On ne verra plus bientôt Ellen Johnson Sirleaf sur la photo de famille des chefs d’Etat africains. Après deux mandats de six ans à la tête du Liberia, la seule dame qui préside aux destinées d’un pays du continent passera le témoin à celui qui sortira vainqueur des urnes de ce mardi 10 octobre.
La présidente sortante du Liberia n’a pas tenté de tripatouiller la Constitution de son pays pour se maintenir au pouvoir. Un bon point à inscrire au crédit d’Ellen Johnson Sirleaf, 78 ans, qui observe donc de loin la bataille en cours pour sa succession, avec le secret désespoir qu’elle ne pourra sans doute pas remettre les clés de la présidence et de la maison Liberia à une femme, ainsi qu’elle l’a vivement souhaité.
Près de trois millions d’électeurs se rendront ainsi aux urnes ce 10 octobre pour élire, parmi vingt candidats, celui qui aura la lourde responsabilité de diriger le pays pendant les six prochaines années. En même temps que leur nouveau président de la République, les électeurs libériens choisiront également leurs sénateurs et leurs députés, à travers 5 390 bureaux ouverts dans 2 080 circonscriptions électorales, selon les précisions de la Commission nationale des élections (NEC).
Vingt candidats — dont une femme, l’ex-mannequin et philanthrope MacDella Cooper, 40 ans — sont donc dans les starting-blocks de cette course à l’élection présidentielle libérienne qui cristallise tous les espoirs. Comme si les populations de ce pays miné par quatorze années de guerre civile veulent définitivement, et à juste titre tire, tourner la page de ces affreux moments. Et donc se donner un président à la mesure de leurs grandes et pressantes attentes que les douze années que vient de passer la «dame de fer» au pouvoir n’auront manifestement pas comblé, ou si peu.
Critiquée de toutes parts, la première femme élue présidente sur le continent africain semble avoir sapé le capital sympathie qui l’avait porté au pouvoir en 2005. Et c’est jusque dans son propre camp que l’on s’acharne à voir, à l’heure du bilan, le verre à moitié vide, plutôt que de célébrer celui à moitié plein. Au chapelet des récriminations contre la «dame de fer», on pointe notamment la corruption, qui continue de gangrener le système politique, mais aussi son échec à donner une place réelle aux femmes dans le jeu politique libérien. Témoin de cette lourde déception, qui sonne comme une cruelle désillusion, le chef de son parti, le People’s Unification Party (PUP), Isobe W. Gborkorkollie, n’est pas passé par quatre chemins pour affirmer que «Ellen nous a trahis alors que nous nous sommes battus pour elle pendant des années»!
Un coup de semonce que vient renchérir un diplomate étranger en poste à Monrovia, qui estime que «c’est parce qu’elle a annoncé assez tôt qu’elle ne se présentera pas que la rue est restée calme». Pour lui, en effet, après avoir soulevé tant d’espoir, Ellen Johnson Sirleaf est «devenue très impopulaire». Mais pourtant, celle que tout le monde appelle «Maman Ellen» chez elle laisse l’image d’une «bosseuse» qui, foi de nombre de ses partisans, a tout de même changé le visage du Liberia, mettant un terme à la guerre civile (1989-2003) et entamant la reconstruction du pays. Les chantiers restent certes immenses dans un pays dévasté par ailleurs par deux années d’épidémie de fièvre hémorragique Ebola, mais la présidente sortante aura indéniablement marqué l’histoire de son pays dans un contexte plutôt difficile qui lui a valu d’être couronnée, en 2011, du prix Nobel de la paix.

■ Données fournies
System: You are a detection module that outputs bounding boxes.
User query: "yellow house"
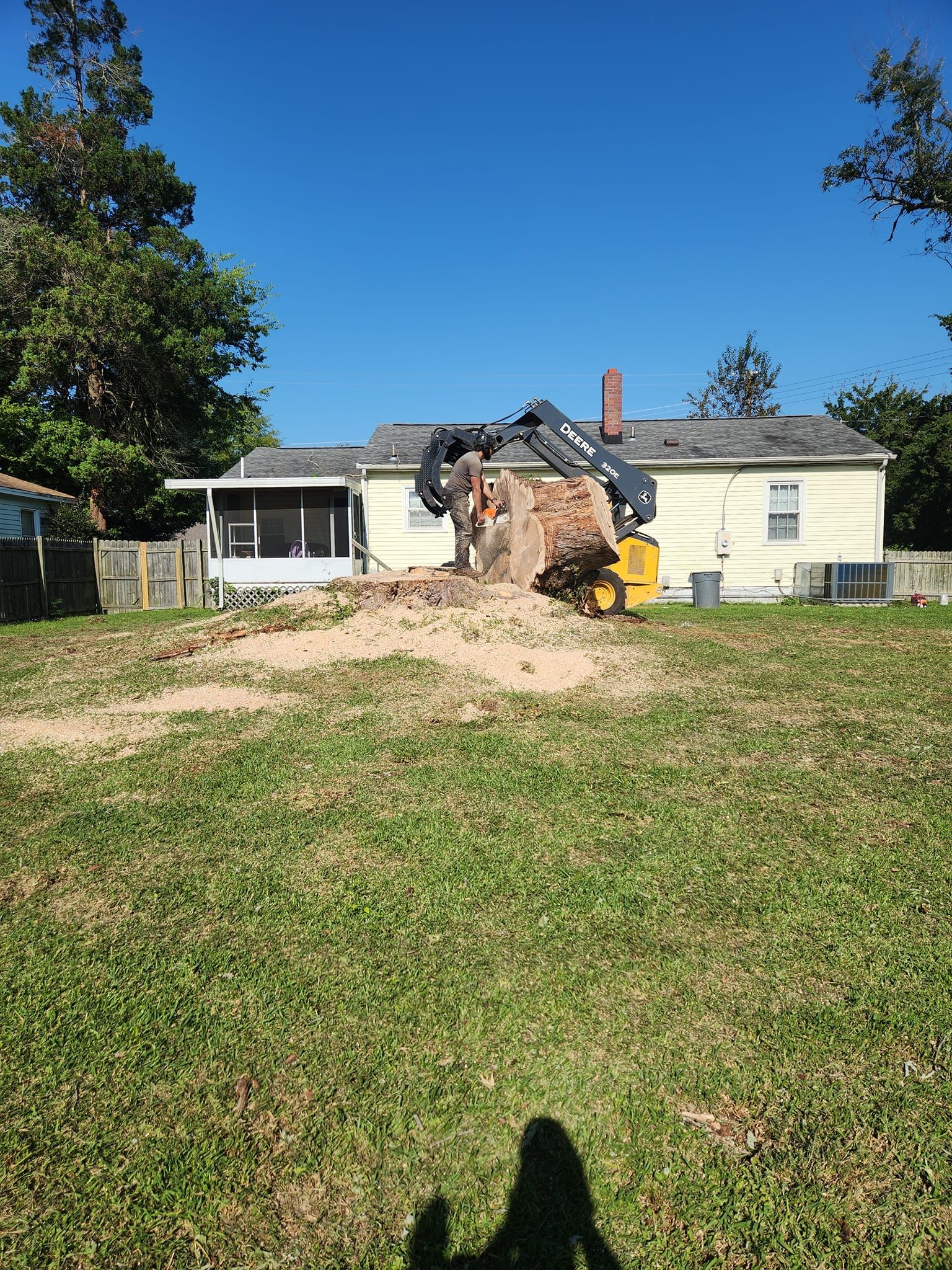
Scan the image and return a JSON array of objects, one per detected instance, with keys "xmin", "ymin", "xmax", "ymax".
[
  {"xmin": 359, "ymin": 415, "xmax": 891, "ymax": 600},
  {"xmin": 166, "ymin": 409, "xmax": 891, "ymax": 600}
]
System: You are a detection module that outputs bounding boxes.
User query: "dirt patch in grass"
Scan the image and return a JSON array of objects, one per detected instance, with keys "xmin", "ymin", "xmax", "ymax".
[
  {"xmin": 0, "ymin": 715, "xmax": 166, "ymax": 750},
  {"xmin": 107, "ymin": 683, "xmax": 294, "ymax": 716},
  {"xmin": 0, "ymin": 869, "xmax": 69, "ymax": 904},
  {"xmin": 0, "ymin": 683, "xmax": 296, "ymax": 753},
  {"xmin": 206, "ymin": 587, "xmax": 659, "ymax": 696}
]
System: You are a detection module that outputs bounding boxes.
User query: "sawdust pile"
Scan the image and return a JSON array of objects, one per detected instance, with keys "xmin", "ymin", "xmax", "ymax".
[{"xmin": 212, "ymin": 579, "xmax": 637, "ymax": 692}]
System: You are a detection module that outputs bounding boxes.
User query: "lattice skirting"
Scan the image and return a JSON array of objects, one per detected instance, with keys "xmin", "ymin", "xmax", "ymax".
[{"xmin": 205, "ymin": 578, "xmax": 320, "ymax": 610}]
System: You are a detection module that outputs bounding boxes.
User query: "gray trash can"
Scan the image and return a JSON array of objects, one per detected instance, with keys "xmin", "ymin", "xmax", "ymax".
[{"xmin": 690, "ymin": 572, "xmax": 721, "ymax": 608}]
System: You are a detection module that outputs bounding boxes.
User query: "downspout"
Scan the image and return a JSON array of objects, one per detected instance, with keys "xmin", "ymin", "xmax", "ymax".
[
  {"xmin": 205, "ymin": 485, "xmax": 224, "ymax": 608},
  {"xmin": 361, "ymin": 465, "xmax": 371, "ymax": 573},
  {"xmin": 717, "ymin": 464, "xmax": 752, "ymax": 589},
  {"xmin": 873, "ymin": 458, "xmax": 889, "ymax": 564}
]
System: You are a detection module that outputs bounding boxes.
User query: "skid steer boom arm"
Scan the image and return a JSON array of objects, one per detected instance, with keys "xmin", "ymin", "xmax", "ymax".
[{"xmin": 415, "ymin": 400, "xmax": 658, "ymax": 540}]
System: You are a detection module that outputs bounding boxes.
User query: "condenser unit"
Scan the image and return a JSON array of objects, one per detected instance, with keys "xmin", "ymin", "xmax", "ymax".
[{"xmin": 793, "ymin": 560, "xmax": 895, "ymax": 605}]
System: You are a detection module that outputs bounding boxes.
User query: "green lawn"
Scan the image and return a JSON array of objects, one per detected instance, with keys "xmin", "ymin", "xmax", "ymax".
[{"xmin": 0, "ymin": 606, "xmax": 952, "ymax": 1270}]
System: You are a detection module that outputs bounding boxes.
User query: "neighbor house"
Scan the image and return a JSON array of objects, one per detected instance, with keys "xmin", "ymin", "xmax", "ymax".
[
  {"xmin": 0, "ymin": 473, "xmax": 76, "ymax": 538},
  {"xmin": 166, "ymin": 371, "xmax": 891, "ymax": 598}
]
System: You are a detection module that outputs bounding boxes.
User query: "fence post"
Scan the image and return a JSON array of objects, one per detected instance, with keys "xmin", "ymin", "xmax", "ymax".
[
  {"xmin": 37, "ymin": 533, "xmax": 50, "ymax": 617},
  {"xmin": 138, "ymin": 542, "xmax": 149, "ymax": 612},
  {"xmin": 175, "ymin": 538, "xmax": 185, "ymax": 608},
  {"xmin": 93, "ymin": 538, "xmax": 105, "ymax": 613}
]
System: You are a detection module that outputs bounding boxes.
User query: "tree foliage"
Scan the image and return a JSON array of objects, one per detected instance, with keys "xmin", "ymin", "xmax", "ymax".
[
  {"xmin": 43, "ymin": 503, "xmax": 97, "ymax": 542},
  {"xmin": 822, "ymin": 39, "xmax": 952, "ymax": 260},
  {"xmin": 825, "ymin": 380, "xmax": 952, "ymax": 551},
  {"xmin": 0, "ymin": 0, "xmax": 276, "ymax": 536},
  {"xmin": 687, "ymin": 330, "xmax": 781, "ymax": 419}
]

==

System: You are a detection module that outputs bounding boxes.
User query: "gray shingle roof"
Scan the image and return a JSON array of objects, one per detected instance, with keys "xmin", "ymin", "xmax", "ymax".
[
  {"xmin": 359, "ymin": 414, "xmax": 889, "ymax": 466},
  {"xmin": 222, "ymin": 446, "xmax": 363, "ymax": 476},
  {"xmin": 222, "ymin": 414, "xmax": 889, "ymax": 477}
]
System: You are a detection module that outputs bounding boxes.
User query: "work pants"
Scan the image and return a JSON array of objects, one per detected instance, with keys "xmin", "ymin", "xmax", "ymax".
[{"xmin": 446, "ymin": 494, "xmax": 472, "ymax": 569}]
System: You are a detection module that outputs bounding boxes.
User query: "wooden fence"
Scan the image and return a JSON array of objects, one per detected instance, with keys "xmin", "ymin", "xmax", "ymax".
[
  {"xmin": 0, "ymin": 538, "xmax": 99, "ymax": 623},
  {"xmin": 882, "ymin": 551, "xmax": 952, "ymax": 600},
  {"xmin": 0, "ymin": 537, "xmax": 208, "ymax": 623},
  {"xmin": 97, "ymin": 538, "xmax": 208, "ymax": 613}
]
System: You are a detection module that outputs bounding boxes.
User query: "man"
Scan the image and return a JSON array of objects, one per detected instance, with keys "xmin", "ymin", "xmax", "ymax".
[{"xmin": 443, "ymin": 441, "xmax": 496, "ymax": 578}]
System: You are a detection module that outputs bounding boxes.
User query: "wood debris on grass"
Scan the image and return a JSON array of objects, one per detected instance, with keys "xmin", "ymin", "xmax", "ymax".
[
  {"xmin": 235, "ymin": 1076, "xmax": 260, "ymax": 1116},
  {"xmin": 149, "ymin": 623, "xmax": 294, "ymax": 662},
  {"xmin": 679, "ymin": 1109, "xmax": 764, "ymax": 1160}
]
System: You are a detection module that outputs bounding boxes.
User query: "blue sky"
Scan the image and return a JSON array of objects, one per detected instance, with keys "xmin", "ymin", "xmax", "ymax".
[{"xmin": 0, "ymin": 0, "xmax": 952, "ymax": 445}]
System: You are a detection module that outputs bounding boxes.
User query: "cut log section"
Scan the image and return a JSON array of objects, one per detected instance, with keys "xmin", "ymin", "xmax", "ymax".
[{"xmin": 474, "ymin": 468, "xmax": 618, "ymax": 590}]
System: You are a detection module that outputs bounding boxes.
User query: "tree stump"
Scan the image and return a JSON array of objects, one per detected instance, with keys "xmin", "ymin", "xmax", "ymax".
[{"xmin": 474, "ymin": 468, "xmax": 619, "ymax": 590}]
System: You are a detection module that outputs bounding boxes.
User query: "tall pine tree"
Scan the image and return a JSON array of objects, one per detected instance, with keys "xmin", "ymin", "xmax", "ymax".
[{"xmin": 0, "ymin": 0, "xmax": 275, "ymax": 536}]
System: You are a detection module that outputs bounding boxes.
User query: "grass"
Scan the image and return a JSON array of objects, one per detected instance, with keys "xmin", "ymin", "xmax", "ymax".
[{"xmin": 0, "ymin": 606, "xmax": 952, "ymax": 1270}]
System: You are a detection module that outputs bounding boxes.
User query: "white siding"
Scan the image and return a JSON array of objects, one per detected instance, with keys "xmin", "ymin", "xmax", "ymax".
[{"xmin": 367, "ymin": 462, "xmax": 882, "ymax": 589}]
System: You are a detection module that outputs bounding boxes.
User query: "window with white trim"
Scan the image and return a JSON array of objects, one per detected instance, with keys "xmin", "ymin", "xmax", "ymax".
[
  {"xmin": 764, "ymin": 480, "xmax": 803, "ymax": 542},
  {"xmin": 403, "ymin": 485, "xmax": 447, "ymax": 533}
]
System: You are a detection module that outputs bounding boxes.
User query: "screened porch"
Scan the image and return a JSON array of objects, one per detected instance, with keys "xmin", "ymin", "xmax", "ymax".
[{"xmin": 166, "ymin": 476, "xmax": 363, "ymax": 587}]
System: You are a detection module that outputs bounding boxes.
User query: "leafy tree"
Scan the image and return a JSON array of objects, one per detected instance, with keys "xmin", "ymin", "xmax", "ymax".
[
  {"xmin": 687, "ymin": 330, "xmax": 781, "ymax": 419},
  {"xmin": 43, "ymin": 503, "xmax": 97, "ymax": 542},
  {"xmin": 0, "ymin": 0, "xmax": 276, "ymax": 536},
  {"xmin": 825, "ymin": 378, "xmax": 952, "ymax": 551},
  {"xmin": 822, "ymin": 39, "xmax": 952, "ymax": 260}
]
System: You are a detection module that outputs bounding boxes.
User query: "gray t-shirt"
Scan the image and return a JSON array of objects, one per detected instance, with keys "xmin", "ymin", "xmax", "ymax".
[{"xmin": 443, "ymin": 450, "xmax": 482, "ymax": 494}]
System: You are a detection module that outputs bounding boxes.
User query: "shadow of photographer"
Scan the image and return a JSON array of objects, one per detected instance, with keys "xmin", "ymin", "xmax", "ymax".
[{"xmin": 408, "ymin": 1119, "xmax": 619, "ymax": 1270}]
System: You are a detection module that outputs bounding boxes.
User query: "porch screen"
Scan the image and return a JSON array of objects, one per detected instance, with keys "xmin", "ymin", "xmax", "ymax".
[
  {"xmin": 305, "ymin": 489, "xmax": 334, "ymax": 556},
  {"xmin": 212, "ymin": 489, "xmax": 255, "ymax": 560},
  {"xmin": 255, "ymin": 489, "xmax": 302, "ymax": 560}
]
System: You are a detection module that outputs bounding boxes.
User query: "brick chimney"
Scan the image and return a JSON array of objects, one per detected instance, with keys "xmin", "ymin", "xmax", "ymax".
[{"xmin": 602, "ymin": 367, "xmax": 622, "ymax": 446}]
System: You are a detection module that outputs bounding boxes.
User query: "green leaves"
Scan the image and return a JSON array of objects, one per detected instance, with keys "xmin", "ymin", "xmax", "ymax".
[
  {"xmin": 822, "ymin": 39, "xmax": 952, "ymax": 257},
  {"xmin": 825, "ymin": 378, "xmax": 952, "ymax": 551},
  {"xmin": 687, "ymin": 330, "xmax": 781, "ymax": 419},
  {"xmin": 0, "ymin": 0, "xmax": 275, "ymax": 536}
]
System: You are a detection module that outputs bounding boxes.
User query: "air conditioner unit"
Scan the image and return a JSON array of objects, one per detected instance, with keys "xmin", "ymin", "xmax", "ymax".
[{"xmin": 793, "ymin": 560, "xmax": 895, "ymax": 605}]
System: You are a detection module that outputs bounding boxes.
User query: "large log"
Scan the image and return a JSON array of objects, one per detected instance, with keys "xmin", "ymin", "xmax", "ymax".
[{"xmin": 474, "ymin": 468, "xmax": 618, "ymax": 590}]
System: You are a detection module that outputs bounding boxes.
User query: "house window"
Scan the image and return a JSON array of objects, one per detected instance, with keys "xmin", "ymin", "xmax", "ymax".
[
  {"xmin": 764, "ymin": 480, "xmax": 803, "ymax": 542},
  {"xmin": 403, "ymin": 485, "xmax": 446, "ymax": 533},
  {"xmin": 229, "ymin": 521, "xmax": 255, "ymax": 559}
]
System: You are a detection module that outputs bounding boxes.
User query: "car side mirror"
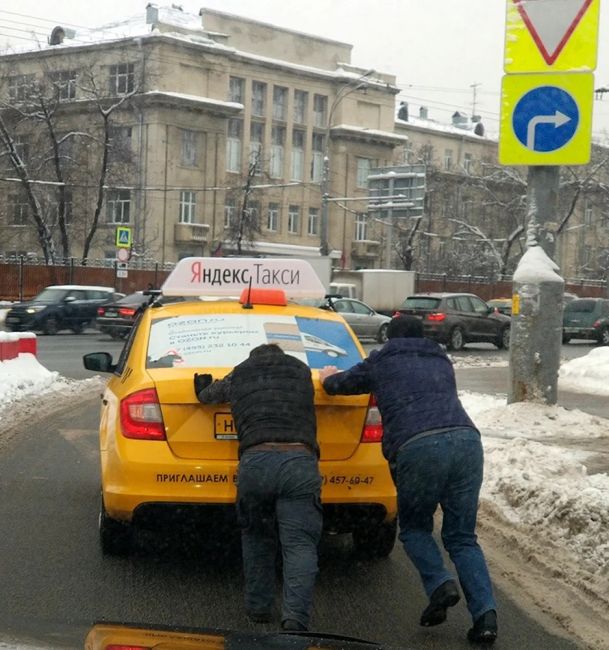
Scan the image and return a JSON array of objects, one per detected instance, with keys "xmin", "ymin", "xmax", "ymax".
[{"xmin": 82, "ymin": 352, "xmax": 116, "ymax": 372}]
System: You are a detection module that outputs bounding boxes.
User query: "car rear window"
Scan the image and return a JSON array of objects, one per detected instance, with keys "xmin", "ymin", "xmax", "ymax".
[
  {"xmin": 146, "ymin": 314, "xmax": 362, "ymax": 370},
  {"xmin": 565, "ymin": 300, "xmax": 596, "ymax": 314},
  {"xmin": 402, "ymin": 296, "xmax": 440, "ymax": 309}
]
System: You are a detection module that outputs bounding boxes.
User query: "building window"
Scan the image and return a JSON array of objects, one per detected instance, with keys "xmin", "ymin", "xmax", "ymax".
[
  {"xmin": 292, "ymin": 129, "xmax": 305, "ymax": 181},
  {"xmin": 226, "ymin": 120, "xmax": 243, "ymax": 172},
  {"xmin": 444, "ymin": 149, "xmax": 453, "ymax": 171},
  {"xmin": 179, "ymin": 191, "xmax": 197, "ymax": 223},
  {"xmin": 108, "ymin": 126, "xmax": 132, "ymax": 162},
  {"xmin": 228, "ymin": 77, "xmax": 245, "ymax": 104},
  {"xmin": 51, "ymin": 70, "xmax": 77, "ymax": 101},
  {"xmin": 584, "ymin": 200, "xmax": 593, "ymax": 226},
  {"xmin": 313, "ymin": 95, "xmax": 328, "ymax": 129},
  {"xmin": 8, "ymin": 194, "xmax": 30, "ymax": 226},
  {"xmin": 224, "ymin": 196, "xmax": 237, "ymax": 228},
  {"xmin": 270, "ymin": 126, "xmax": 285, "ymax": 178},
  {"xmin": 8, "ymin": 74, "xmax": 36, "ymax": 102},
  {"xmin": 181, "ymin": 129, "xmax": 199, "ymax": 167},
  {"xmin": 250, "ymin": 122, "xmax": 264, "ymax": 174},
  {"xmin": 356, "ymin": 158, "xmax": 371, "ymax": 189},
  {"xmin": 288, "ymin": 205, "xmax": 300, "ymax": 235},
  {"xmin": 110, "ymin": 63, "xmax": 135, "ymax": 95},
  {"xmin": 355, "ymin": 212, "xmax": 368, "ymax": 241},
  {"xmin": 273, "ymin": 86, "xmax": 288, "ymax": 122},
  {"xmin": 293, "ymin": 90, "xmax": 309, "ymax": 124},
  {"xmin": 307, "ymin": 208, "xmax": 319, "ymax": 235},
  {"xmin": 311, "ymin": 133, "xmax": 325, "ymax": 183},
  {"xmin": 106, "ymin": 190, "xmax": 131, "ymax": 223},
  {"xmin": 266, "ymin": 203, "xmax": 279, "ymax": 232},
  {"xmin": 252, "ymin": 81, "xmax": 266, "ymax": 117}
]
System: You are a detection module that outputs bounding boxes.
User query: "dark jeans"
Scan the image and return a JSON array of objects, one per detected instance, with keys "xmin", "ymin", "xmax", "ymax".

■ Exercices
A. Repérez dans les entrées chaque ligne contenant la chaîne « window », en tenant compte de la casse, puis recopiez-les.
B. Rédigez la suite de l'article sur la succession d'Ellen Johnson Sirleaf à la tête du Liberia, en reprenant juste après sa dernière phrase.

■ Réponses aux exercices
A.
User query: "window with white trim"
User query: "house window"
User query: "car rear window"
User query: "building window"

B.
Le plus dur reste donc à venir et le prochain locataire du palais présidentiel de Monrovia aura fort à faire pour répondre aux attentes des Libériens. La compétition semble tourner vers un duel serré entre le vice-président sortant, Joseph Boakai, et l’ancien footballeur international George Weah qui, comme on le sait, a fait les beaux jours du Paris Saint-Germain, en France, et du Milan AC, en Italie, et qui est en plus considéré par la Fifa (Fédération internationale de football association) comme «le meilleur joueur africain du XXe siècle». Dans le peloton de tête de ce scrutin aux enjeux multiples, on compte aussi Alexander Cumming, un nouveau venu sur la scène politique, et Charles Brumskine, juriste et vieux routier de la politique libérienne.
Alors que la campagne s’est focalisée sur la lutte contre la corruption, chaque candidat se présentant comme le meilleur rempart contre les maux qui minent le premier pays indépendant d’Afrique (26 Juillet 1847), on attend de savoir, d’ici le 25 octobre, qui raflera la mise dans les urnes en ce deuxième mardi d’octobre 2017. La grande question qui est actuellement sur toutes les lèvres est de savoir si, après son échec de 2005, le sénateur George Weah, qui propose un ticket avec Jewel Howard Taylor comme vice-présidente, déposera enfin ses valises à la présidence de la République. Ce choix de l’ancienne épouse de Charles Taylor comme colistier est un pari à la fois osé et risqué.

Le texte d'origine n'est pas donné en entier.